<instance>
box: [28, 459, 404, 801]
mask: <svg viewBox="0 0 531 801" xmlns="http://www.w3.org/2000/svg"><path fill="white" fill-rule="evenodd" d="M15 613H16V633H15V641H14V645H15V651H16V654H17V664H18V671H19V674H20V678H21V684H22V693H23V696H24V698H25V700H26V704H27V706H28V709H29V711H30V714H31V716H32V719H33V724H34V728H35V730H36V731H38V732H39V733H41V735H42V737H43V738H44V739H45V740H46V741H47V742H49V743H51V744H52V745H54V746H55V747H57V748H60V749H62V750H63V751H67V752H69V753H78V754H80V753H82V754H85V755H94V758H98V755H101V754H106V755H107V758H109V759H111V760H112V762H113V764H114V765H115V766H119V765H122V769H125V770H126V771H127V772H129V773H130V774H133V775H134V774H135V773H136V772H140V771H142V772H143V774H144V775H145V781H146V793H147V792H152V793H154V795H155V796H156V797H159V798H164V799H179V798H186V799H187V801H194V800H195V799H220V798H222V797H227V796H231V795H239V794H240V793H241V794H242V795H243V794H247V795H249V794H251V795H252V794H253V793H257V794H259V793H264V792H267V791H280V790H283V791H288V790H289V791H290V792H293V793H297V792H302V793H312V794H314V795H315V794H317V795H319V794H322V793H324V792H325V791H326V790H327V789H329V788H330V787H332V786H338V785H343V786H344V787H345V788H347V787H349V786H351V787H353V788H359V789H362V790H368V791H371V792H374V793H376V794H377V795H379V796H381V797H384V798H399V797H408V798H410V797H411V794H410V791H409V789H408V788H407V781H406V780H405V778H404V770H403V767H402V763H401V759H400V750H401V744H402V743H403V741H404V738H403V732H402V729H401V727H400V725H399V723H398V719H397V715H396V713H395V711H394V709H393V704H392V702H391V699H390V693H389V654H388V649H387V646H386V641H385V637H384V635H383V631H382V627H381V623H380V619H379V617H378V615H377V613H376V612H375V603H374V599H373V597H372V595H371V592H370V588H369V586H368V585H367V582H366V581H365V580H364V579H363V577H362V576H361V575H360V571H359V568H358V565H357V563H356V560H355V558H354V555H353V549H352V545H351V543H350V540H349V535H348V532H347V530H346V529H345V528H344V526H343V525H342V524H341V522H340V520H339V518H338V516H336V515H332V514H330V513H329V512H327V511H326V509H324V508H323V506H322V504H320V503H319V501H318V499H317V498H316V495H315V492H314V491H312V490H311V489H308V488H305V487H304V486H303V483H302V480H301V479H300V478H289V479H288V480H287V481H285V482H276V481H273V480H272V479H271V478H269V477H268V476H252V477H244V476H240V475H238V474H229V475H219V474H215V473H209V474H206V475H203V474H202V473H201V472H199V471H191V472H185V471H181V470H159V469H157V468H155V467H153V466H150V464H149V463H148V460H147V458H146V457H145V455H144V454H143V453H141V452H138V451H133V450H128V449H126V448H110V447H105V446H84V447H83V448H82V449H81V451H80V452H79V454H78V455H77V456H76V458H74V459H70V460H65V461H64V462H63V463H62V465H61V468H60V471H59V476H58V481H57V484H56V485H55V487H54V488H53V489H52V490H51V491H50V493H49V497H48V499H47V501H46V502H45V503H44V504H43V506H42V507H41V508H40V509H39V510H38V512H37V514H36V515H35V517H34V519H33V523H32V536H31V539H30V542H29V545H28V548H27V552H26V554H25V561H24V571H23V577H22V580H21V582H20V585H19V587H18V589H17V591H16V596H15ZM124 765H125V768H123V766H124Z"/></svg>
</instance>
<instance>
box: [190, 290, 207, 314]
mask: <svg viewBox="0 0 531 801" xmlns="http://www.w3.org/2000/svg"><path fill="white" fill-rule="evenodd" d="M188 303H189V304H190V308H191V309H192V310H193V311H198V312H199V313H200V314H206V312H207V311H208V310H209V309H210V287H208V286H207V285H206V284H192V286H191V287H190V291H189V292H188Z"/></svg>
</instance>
+--
TASK BRIEF
Set down all the data exactly as given.

EXPECTED ANSWER
<instance>
box: [28, 459, 404, 801]
mask: <svg viewBox="0 0 531 801" xmlns="http://www.w3.org/2000/svg"><path fill="white" fill-rule="evenodd" d="M15 613H16V633H15V641H14V645H15V651H16V654H17V664H18V671H19V674H20V678H21V684H22V693H23V696H24V698H25V700H26V704H27V706H28V709H29V711H30V714H31V716H32V719H33V724H34V728H35V730H36V731H38V732H39V733H41V735H42V737H43V738H44V739H45V740H46V741H47V742H49V743H51V744H52V745H54V746H55V747H57V748H60V749H62V750H63V751H67V752H69V753H78V754H80V753H82V754H85V755H94V758H98V755H101V754H106V755H107V758H109V759H111V760H112V762H113V764H114V765H115V766H119V765H122V769H125V770H126V771H127V772H129V773H130V774H133V775H134V774H135V773H136V772H140V771H142V772H143V774H144V775H145V781H146V793H147V792H152V793H154V795H155V796H156V797H159V798H164V799H179V798H186V799H187V801H194V800H195V799H220V798H222V797H227V796H231V795H239V794H240V793H241V794H242V795H243V794H247V795H249V794H251V795H252V794H253V793H257V794H259V793H264V792H267V791H280V790H283V791H288V790H289V791H290V792H293V793H297V792H302V793H312V794H314V795H315V794H317V795H319V794H322V793H324V792H325V791H326V790H327V789H329V788H330V787H332V786H338V785H343V786H344V787H345V788H347V787H349V786H351V787H353V788H359V789H362V790H368V791H371V792H374V793H376V794H377V795H379V796H381V797H384V798H399V797H408V798H410V797H411V794H410V791H409V789H408V788H407V781H406V780H405V778H404V770H403V767H402V763H401V759H400V750H401V744H402V743H403V741H404V738H403V732H402V729H401V727H400V725H399V723H398V719H397V715H396V713H395V711H394V709H393V704H392V702H391V699H390V693H389V654H388V649H387V646H386V641H385V637H384V635H383V631H382V627H381V623H380V619H379V617H378V615H377V613H376V612H375V603H374V599H373V597H372V595H371V592H370V588H369V586H368V585H367V582H366V581H365V580H364V579H363V577H362V576H361V575H360V571H359V568H358V565H357V563H356V560H355V558H354V555H353V549H352V545H351V543H350V540H349V535H348V532H347V530H346V529H345V528H344V526H343V525H342V524H341V522H340V520H339V518H338V516H336V515H332V514H330V513H329V512H327V511H326V509H324V508H323V506H322V504H320V503H319V501H318V499H317V498H316V495H315V492H314V491H312V490H311V489H308V488H305V487H304V486H303V483H302V480H301V479H300V478H289V479H288V480H287V481H285V482H276V481H273V480H272V479H271V478H269V477H268V476H252V477H244V476H240V475H238V474H229V475H219V474H215V473H209V474H206V475H203V474H202V473H201V472H199V471H191V472H185V471H181V470H159V469H157V468H155V467H153V466H150V464H149V463H148V460H147V458H146V457H145V455H144V454H143V453H141V452H138V451H133V450H128V449H126V448H110V447H105V446H84V447H83V448H82V449H81V451H80V452H79V454H78V455H77V456H76V458H74V459H70V460H65V461H64V462H63V463H62V465H61V468H60V471H59V476H58V481H57V484H56V485H55V487H54V488H53V489H52V490H51V491H50V493H49V497H48V499H47V501H46V502H45V503H44V504H43V506H42V507H41V508H40V509H39V510H38V512H37V514H36V515H35V517H34V519H33V523H32V536H31V539H30V542H29V545H28V548H27V552H26V554H25V561H24V571H23V577H22V580H21V582H20V585H19V587H18V589H17V591H16V596H15ZM124 765H125V768H123V766H124Z"/></svg>
</instance>
<instance>
box: [190, 290, 207, 314]
mask: <svg viewBox="0 0 531 801" xmlns="http://www.w3.org/2000/svg"><path fill="white" fill-rule="evenodd" d="M188 303H189V304H190V308H191V309H192V310H193V311H198V312H199V313H200V314H206V312H207V311H208V310H209V309H210V287H208V286H207V285H206V284H192V286H191V287H190V291H189V292H188Z"/></svg>
</instance>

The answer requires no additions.